What you should do>
Resume the essay below on a lifelong passion for music, beginning after its final sentence and continuing in the same voice.

Document text>

>>

I have degrees in music, nursing, childbirth education and web design. I love to run, exercise, dance, garden, create art, travel, read, relax, do yoga, eat healthy, explore spirituality, and be around animals/nature. There are not enough hours in the day to pursue all of my interests and I often find it difficult to focus on one for any particular length of time. My life involves a great deal of multitasking, often due to sheer necessity. But, what if I could focus on one thing that would bring me the most satisfaction? That one thing in which I could find success and fulfillment? The most compelling interest that I could pursue? What would that be? I was recently asked that if I had to choose the one area of interest that would be my favorite. The answer was quick and effortless. Without hesitation, I said, "Music."
If there is one thing that I am most devotedly passionate about, it is music. It is the complex union of rhythm, melody, spirituality, poetry, art and dance that paints an auditory picture that evokes a deep, emotional, soular response. Music allows me to most accurately express those introspective thoughts and feelings I have in my heart and also allows me to experience others' thoughts and feelings in that same unique and powerful way.
When I got my degree in music, which is something I always knew I wanted to pursue, my husband (and I'm sure others as well) felt that it was just a "hobby" and a "wasted degree" since it wouldn't generate a steady income unless I were to be a dedicated teacher, which is something I did not want to do. I majored in music performance in flute and voice. Music is my passion. It is my calling; my vocation. Although I enjoy having nice things in life, living in a beautiful home and having the ability to buy just about anything I want (within reason), I would be equally content living in a one room apartment so long as I were able to make music and live out my ambition.
Being a musician is not exactly conducive to life when you have four children, a home, a husband and several miscellaneous pets to care for. You can't just sit at the piano (if you are lucky enough to actually have a piano) all day and allow the spirit to channel inspiration through you and create amazing harmonies and insightful lyrics. In fact, one may rarely even have the time to be inspired at all amidst the chaos.
I became a runner about four years ago. I enjoy being physically active and pushing myself to my limits. But, perhaps one of the best things about running is the time I get away from home, out in nature, by myself, and the ability to listen to my iPod. I absolutely love filling my ears with my favorite music and drowning out the noise of the world around me while I move my body to the beat. It reminds me of growing up and the hours upon hours I would spent holed up in my bedroom listening to music. Music has always been my refuge. I need to surround myself with music and be one with it. It is who I am and where I feel most complete and at home. Heaven must be absolutely filled with music. Good music.
I have never been a stellar musician. For one, I never put the amount of time practicing as I should have. Too many other interests and distractions got in the way. The other part is the fact that I married at age 19 and had my first child at age 21. My family demanded my attention and that is where it needed to be. I had my youngest child just six years ago. He just started school last year and is still far from being independent. Parenting still demands a great deal of time and attention. Devoting myself to my "hobby" simply isn't an option. I always imagine that "some day" I will have the time to devote to writing and performing music, but wonder if, realistically, "some day" will ever come.

<<

Entries supplied>
>>

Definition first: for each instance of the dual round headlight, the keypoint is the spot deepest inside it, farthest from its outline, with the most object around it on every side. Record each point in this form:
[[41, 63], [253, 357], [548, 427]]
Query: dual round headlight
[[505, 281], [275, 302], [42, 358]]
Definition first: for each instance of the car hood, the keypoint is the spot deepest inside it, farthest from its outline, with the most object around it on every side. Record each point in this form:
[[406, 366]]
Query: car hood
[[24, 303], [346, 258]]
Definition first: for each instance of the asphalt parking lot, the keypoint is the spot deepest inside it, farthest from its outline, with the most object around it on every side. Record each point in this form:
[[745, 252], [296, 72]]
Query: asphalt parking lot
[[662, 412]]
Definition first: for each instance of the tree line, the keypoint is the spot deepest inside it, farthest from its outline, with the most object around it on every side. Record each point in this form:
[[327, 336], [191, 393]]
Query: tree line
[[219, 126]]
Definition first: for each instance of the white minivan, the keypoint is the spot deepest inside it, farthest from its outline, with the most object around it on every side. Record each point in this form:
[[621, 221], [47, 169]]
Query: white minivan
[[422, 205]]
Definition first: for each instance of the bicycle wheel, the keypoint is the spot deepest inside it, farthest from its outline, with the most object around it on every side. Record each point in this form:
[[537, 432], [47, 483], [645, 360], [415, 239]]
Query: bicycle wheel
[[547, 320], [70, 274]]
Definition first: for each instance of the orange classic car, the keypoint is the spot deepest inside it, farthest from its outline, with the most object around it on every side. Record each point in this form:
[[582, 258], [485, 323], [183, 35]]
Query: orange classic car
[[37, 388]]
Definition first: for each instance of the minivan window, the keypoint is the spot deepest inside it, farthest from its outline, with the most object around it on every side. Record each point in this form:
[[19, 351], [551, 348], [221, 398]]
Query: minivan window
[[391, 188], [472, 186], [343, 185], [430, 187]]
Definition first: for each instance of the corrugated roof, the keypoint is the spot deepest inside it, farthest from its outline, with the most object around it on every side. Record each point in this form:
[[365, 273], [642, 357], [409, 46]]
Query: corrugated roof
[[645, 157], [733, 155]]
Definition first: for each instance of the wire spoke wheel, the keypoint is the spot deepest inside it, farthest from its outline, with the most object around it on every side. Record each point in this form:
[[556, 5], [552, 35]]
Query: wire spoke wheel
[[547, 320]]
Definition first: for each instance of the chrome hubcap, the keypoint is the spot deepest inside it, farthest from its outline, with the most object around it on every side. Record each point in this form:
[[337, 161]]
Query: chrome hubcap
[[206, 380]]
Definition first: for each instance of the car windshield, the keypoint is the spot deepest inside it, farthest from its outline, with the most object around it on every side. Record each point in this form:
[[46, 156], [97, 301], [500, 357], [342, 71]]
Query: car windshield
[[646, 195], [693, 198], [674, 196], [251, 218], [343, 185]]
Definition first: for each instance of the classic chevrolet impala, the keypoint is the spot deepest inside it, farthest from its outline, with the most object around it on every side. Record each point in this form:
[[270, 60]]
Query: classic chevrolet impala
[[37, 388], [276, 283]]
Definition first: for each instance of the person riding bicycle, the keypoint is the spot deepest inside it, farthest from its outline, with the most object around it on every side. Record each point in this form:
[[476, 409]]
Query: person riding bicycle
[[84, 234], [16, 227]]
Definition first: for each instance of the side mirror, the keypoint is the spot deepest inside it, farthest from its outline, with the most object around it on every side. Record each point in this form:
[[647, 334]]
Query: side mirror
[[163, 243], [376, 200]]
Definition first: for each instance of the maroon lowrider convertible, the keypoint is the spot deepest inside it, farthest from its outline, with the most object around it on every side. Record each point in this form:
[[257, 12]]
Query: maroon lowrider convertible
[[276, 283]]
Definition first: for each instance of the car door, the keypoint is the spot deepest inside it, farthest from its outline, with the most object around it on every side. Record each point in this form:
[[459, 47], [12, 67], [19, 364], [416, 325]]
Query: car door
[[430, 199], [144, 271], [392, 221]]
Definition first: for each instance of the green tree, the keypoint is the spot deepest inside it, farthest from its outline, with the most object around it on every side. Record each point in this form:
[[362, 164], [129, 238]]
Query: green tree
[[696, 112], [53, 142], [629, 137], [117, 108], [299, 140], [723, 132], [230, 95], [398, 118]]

<<

Written response>
I recently had an opportunity which reignited the flame of musical passion within me. I had the rare and extraordinary blessing of having my favorite band, Family Force 5, come to my home for the day. The band was raising money for an upcoming album and there were a few options available to host a "house party" for a larger (although no where near as much as you'd expect it would be) donation amount. I contemplated for about 24 hours before deciding that it was far too great an opportunity to let pass. I couldn't take that chance, so I pledged for an acoustic house party. The conditions stated that the band would come to your house to perform an acoustic set and that you couldn't invite more than 50 people or charge admission. Well, I don't even know 50 people and why would I invite anyone else who might be a distraction from getting to enjoy time with my musical idols? I wasn't going to share them with anyone if I didn't have to.
Two months before the house party, I had another very unique opportunity with my favorite band. They had another pledge drive to raise money to produce a music video. Those who pledged money for the video would also be able to be in the video. I chose to be a "biter" in their "Zombie" video. The shoot took place on the night of May 12, 2012 in downtown Columbus, Ohio. It was a really, really long night. My scene wasn't even shot until almost 4:00am. I got to eat dinner with the band beforehand (since I was one of the V.I.Z.'s) so they got to know me a little. They said I was one of the scariest looking zombies, so that helped to create a bit of an impression. In my "scene," I got to infect the lead guitarist, Derek, with the zombie virus by biting his arm. That was fun. The next evening, they had a "Zombie Wrap Concert" and I got to spend more time talking with the band after the concert. Family Force 5 are not only extremely creative, versatile and talented, but are probably the most accessible band I have ever met.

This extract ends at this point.